### [STATED GOAL]
Quote word for word the lines starting at the line with "Annotate each instance of the rough" and ending at the final line of the entries. Leave out any pictures.
________
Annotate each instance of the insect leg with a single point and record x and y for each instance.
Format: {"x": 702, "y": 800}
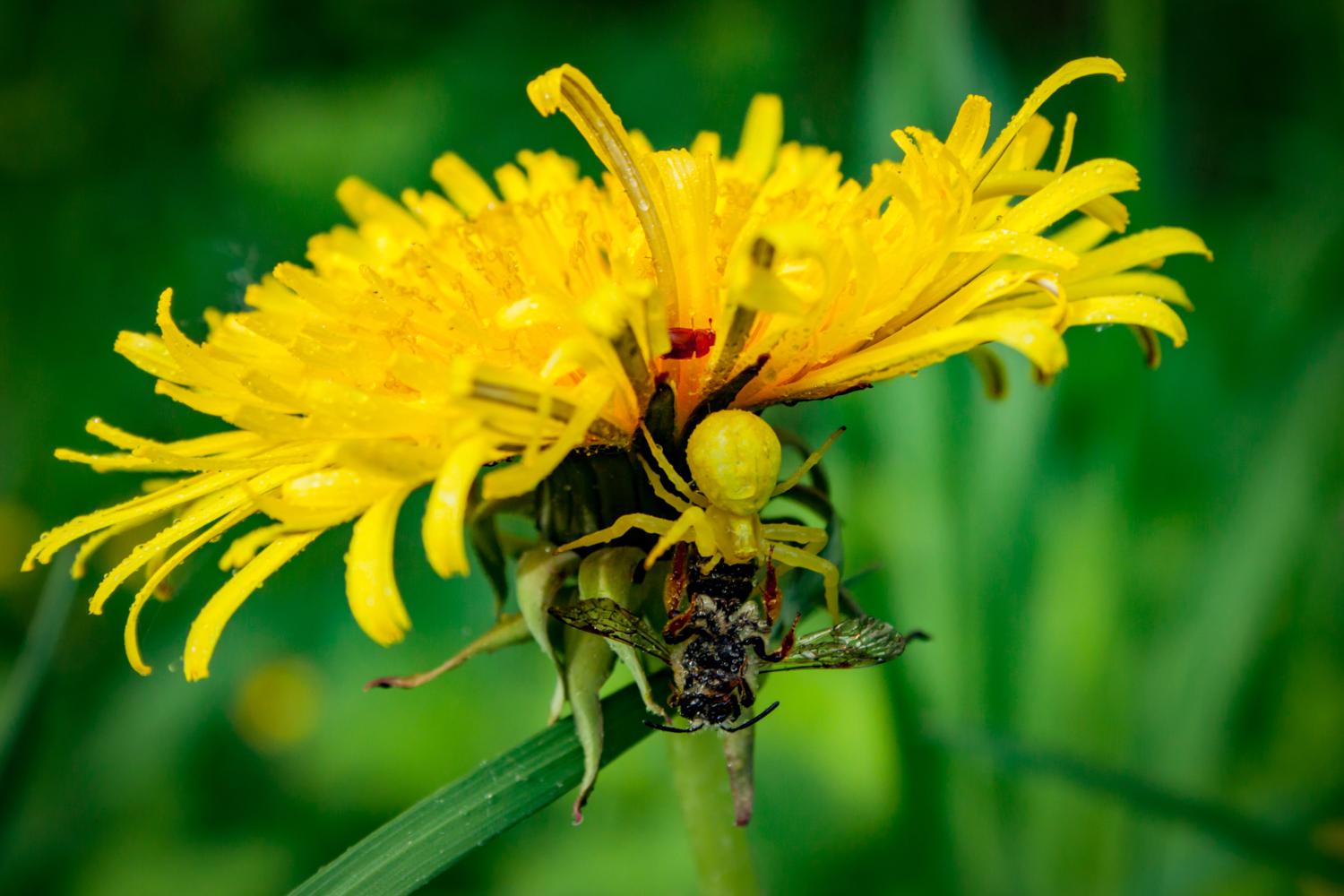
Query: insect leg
{"x": 676, "y": 731}
{"x": 753, "y": 719}
{"x": 674, "y": 533}
{"x": 785, "y": 646}
{"x": 645, "y": 521}
{"x": 747, "y": 696}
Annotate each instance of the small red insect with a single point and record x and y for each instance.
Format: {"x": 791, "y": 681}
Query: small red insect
{"x": 690, "y": 343}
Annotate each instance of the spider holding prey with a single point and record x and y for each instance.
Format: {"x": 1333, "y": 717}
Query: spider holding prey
{"x": 734, "y": 460}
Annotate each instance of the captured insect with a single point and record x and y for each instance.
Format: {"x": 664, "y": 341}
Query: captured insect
{"x": 717, "y": 648}
{"x": 734, "y": 460}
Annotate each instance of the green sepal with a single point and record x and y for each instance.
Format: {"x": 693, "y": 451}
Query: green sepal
{"x": 540, "y": 573}
{"x": 739, "y": 754}
{"x": 589, "y": 659}
{"x": 992, "y": 371}
{"x": 1148, "y": 343}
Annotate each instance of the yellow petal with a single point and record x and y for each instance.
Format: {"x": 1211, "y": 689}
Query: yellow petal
{"x": 523, "y": 477}
{"x": 1067, "y": 73}
{"x": 1139, "y": 249}
{"x": 1066, "y": 145}
{"x": 1142, "y": 282}
{"x": 1011, "y": 242}
{"x": 1129, "y": 309}
{"x": 150, "y": 354}
{"x": 445, "y": 512}
{"x": 569, "y": 90}
{"x": 968, "y": 134}
{"x": 462, "y": 185}
{"x": 1069, "y": 191}
{"x": 363, "y": 204}
{"x": 370, "y": 583}
{"x": 761, "y": 134}
{"x": 142, "y": 509}
{"x": 194, "y": 517}
{"x": 161, "y": 573}
{"x": 207, "y": 627}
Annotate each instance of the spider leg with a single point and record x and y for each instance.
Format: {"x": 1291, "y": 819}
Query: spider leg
{"x": 659, "y": 489}
{"x": 804, "y": 535}
{"x": 658, "y": 525}
{"x": 771, "y": 595}
{"x": 674, "y": 533}
{"x": 675, "y": 586}
{"x": 830, "y": 573}
{"x": 806, "y": 465}
{"x": 677, "y": 482}
{"x": 785, "y": 646}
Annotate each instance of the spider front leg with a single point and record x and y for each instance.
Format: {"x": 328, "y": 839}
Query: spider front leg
{"x": 675, "y": 586}
{"x": 771, "y": 597}
{"x": 675, "y": 532}
{"x": 828, "y": 571}
{"x": 658, "y": 525}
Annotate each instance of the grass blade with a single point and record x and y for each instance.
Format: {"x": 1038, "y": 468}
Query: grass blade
{"x": 425, "y": 840}
{"x": 1247, "y": 836}
{"x": 30, "y": 670}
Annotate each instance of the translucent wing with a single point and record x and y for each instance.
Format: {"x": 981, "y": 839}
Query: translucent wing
{"x": 610, "y": 619}
{"x": 862, "y": 641}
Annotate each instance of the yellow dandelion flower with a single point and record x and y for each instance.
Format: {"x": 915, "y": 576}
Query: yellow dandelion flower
{"x": 530, "y": 319}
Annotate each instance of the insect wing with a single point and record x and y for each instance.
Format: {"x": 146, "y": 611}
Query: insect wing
{"x": 854, "y": 643}
{"x": 610, "y": 619}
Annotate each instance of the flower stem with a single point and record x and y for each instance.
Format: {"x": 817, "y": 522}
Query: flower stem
{"x": 722, "y": 861}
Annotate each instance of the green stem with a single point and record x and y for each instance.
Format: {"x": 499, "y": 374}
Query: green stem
{"x": 722, "y": 861}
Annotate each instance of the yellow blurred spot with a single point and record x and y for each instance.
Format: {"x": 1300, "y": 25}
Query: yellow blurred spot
{"x": 19, "y": 527}
{"x": 276, "y": 708}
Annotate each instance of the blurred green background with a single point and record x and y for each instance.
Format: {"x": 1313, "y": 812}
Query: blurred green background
{"x": 1140, "y": 570}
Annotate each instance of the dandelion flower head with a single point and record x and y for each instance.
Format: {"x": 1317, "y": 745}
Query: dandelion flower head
{"x": 537, "y": 316}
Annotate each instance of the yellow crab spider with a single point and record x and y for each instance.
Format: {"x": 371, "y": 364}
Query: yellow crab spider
{"x": 734, "y": 460}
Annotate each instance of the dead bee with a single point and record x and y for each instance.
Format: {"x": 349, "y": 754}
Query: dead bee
{"x": 718, "y": 645}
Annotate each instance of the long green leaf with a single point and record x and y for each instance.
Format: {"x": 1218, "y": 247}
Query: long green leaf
{"x": 425, "y": 840}
{"x": 48, "y": 621}
{"x": 1249, "y": 836}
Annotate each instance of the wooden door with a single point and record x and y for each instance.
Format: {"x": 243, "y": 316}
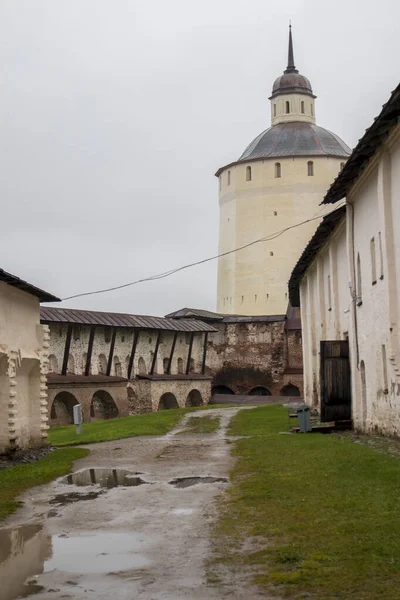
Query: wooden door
{"x": 335, "y": 381}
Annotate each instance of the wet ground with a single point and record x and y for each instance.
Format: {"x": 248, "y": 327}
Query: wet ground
{"x": 132, "y": 522}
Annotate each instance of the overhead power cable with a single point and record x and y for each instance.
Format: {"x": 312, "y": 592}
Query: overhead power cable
{"x": 273, "y": 236}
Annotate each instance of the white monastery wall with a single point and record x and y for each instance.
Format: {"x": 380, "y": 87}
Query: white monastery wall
{"x": 254, "y": 280}
{"x": 23, "y": 364}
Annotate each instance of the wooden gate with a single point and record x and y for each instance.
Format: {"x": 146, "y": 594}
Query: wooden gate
{"x": 335, "y": 381}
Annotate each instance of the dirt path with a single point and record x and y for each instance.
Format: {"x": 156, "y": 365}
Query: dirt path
{"x": 145, "y": 542}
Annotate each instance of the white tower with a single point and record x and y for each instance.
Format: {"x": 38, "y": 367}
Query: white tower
{"x": 278, "y": 182}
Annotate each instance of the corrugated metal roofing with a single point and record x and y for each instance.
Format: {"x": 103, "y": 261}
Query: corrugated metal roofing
{"x": 27, "y": 287}
{"x": 183, "y": 313}
{"x": 367, "y": 146}
{"x": 328, "y": 224}
{"x": 90, "y": 317}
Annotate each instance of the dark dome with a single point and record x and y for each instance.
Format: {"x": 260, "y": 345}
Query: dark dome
{"x": 291, "y": 82}
{"x": 296, "y": 139}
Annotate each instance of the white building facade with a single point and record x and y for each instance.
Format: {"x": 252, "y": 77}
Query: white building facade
{"x": 348, "y": 280}
{"x": 24, "y": 344}
{"x": 277, "y": 183}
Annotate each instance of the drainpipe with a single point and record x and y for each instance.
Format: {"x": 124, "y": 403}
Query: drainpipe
{"x": 352, "y": 286}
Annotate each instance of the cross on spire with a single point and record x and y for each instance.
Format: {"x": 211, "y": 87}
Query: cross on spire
{"x": 291, "y": 66}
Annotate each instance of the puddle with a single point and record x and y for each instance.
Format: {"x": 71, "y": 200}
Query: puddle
{"x": 23, "y": 551}
{"x": 182, "y": 482}
{"x": 108, "y": 478}
{"x": 182, "y": 511}
{"x": 64, "y": 499}
{"x": 97, "y": 553}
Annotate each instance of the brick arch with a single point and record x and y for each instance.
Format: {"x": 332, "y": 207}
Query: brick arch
{"x": 62, "y": 409}
{"x": 259, "y": 390}
{"x": 103, "y": 406}
{"x": 168, "y": 401}
{"x": 194, "y": 398}
{"x": 290, "y": 390}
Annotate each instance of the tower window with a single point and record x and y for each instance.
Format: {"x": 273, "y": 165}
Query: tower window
{"x": 359, "y": 282}
{"x": 373, "y": 261}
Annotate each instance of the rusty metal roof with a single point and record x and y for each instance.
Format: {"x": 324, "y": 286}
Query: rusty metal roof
{"x": 91, "y": 317}
{"x": 15, "y": 281}
{"x": 328, "y": 224}
{"x": 366, "y": 148}
{"x": 184, "y": 313}
{"x": 55, "y": 378}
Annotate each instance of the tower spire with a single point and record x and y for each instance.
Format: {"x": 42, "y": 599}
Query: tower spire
{"x": 291, "y": 66}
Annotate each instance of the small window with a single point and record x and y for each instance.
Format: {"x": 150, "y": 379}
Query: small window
{"x": 329, "y": 293}
{"x": 359, "y": 282}
{"x": 373, "y": 261}
{"x": 384, "y": 370}
{"x": 380, "y": 256}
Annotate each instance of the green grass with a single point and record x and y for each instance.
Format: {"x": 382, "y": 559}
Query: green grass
{"x": 322, "y": 512}
{"x": 208, "y": 424}
{"x": 15, "y": 480}
{"x": 157, "y": 423}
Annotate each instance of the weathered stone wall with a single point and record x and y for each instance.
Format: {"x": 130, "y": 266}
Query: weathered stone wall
{"x": 23, "y": 366}
{"x": 123, "y": 346}
{"x": 182, "y": 390}
{"x": 244, "y": 356}
{"x": 98, "y": 401}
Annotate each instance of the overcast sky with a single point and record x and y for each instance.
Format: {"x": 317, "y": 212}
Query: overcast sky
{"x": 115, "y": 115}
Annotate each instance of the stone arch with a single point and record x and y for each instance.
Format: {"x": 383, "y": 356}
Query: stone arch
{"x": 194, "y": 399}
{"x": 62, "y": 409}
{"x": 71, "y": 364}
{"x": 117, "y": 366}
{"x": 290, "y": 390}
{"x": 259, "y": 390}
{"x": 102, "y": 364}
{"x": 142, "y": 366}
{"x": 53, "y": 364}
{"x": 221, "y": 389}
{"x": 167, "y": 401}
{"x": 103, "y": 406}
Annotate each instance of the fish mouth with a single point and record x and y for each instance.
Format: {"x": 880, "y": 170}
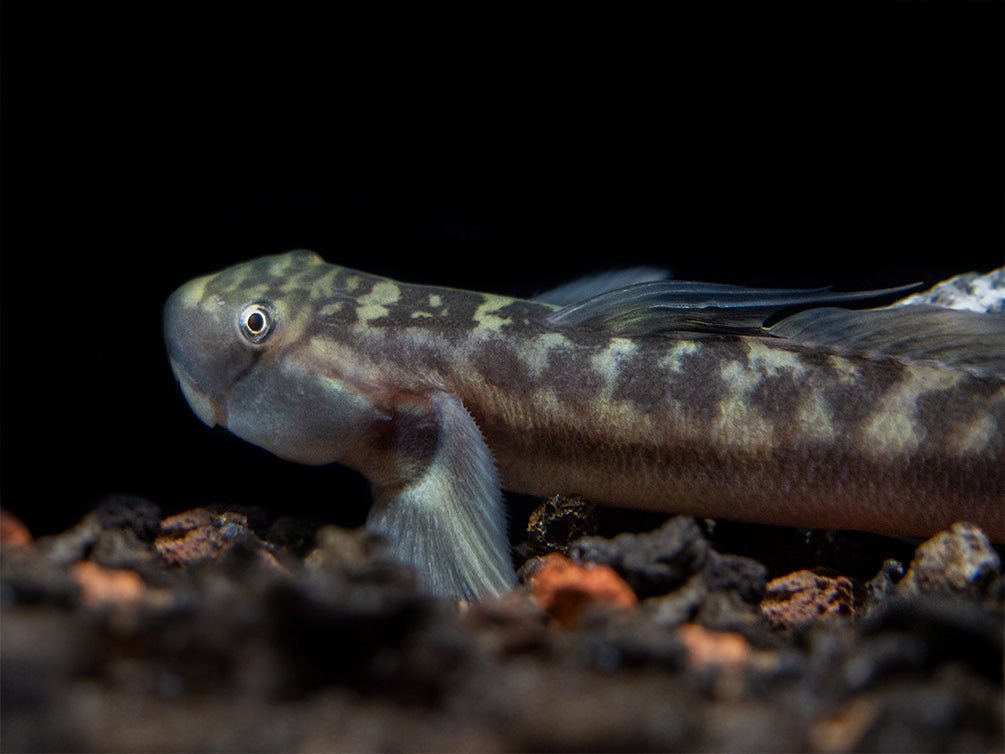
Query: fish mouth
{"x": 211, "y": 412}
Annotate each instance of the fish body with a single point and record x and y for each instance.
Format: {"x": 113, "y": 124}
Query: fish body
{"x": 643, "y": 396}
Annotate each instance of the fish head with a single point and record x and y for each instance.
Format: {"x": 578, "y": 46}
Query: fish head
{"x": 235, "y": 345}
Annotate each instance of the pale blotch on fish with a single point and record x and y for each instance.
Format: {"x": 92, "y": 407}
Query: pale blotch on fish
{"x": 660, "y": 395}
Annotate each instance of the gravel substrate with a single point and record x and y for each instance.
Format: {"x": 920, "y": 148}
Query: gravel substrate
{"x": 244, "y": 630}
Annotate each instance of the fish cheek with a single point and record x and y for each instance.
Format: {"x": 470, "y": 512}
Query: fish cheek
{"x": 298, "y": 415}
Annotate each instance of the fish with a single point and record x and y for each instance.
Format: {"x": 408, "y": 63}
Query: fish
{"x": 627, "y": 388}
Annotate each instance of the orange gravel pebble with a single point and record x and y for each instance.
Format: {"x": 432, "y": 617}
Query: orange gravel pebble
{"x": 714, "y": 648}
{"x": 103, "y": 586}
{"x": 565, "y": 588}
{"x": 12, "y": 532}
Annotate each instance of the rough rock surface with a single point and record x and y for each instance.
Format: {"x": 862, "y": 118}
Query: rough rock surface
{"x": 241, "y": 630}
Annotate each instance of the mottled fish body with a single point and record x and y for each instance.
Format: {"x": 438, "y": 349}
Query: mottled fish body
{"x": 660, "y": 395}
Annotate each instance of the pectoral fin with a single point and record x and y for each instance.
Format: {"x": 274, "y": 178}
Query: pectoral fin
{"x": 447, "y": 518}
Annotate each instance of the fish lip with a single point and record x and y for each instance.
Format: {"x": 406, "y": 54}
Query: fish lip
{"x": 210, "y": 411}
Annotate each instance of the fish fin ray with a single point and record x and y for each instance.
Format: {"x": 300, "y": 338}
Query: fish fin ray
{"x": 595, "y": 285}
{"x": 954, "y": 337}
{"x": 449, "y": 523}
{"x": 678, "y": 306}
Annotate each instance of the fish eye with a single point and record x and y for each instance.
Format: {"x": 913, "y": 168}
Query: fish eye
{"x": 255, "y": 323}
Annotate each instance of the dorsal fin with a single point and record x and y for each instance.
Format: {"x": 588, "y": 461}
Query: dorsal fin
{"x": 595, "y": 285}
{"x": 958, "y": 337}
{"x": 676, "y": 306}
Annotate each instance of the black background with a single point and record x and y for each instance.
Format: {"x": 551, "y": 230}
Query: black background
{"x": 503, "y": 147}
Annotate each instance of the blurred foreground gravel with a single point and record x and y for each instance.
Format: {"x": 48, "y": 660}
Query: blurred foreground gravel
{"x": 244, "y": 630}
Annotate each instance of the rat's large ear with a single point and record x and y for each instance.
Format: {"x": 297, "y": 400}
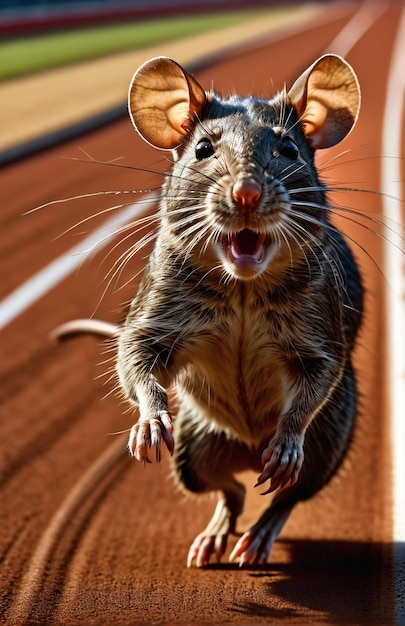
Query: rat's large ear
{"x": 163, "y": 99}
{"x": 326, "y": 97}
________
### [FINISHED EXERCISE]
Annotate each instance of the rough rock surface with a single point and record x and y for each instance.
Format: {"x": 862, "y": 118}
Query: rough rock surface
{"x": 241, "y": 630}
Annotate each instance of the mottled fish body with a single point and record x and y for each instance.
Format: {"x": 438, "y": 349}
Query: mottled fish body
{"x": 660, "y": 395}
Annotate each instance of the pectoral fin with a single point and record x and y for each instance.
Format: {"x": 274, "y": 178}
Query: pectoral fin
{"x": 447, "y": 518}
Annotate each instance of the fish lip with a single point and record x and y for each instance.
Format: {"x": 406, "y": 54}
Query: fish lip
{"x": 210, "y": 411}
Annotate each instance of the fish fin ray with a single point and record x and y for each instance.
Format: {"x": 300, "y": 338}
Query: fish fin ray
{"x": 595, "y": 285}
{"x": 954, "y": 337}
{"x": 449, "y": 523}
{"x": 678, "y": 306}
Annotate each instance of the fish eye with a single point and record x and y for each instance.
Format: {"x": 913, "y": 168}
Query: fish eye
{"x": 255, "y": 323}
Annotate each instance of the dorsal fin with a single point and record x and y for each instance.
Format: {"x": 588, "y": 461}
Query: dorsal fin
{"x": 595, "y": 285}
{"x": 958, "y": 337}
{"x": 676, "y": 306}
Annotate each instance of the black background with a single point and record x and y for each instance.
Format: {"x": 551, "y": 230}
Query: black background
{"x": 503, "y": 147}
Annotate each instance of the blurred foreground gravel with a single point and record x and y for each instance.
Format: {"x": 48, "y": 660}
Query: blurred foreground gravel
{"x": 244, "y": 630}
Annotate each instance of the rat's large ear with a single point and record x and y for each instance.
Format: {"x": 297, "y": 400}
Query: rat's large ear
{"x": 163, "y": 99}
{"x": 326, "y": 97}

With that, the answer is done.